* What you should do
Up to and including the final line, retype each line of the records below, starting with the one that contains "This sample shows".

* Dataset records
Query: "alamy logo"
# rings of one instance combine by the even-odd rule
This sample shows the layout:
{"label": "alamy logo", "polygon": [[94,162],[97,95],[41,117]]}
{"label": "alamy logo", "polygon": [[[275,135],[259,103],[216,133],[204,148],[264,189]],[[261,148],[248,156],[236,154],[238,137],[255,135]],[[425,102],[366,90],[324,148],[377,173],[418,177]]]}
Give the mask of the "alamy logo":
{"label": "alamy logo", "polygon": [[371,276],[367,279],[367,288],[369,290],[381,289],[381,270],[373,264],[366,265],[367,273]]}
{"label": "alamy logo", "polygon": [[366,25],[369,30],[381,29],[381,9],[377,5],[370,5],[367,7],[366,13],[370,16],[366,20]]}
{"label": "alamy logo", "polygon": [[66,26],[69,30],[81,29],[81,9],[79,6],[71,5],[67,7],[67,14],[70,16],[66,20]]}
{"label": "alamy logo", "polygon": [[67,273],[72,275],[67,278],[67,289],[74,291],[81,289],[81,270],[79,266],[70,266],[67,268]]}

* Result below
This sample shows the layout:
{"label": "alamy logo", "polygon": [[94,162],[97,95],[41,117]]}
{"label": "alamy logo", "polygon": [[[275,135],[259,103],[216,133],[204,148],[264,189]],[[261,148],[248,156],[236,154],[238,137],[255,135]],[[425,102],[366,90],[324,148],[377,173],[418,177]]]}
Give the mask of the "alamy logo":
{"label": "alamy logo", "polygon": [[371,276],[367,279],[367,288],[369,290],[381,289],[381,270],[373,264],[366,265],[367,273]]}
{"label": "alamy logo", "polygon": [[366,25],[369,30],[381,29],[381,9],[377,5],[370,5],[367,7],[366,13],[370,16],[366,20]]}
{"label": "alamy logo", "polygon": [[66,26],[69,30],[81,29],[81,9],[79,6],[71,5],[67,7],[67,14],[70,16],[66,20]]}
{"label": "alamy logo", "polygon": [[67,273],[72,275],[67,278],[67,289],[74,291],[81,289],[81,270],[79,266],[70,266],[67,268]]}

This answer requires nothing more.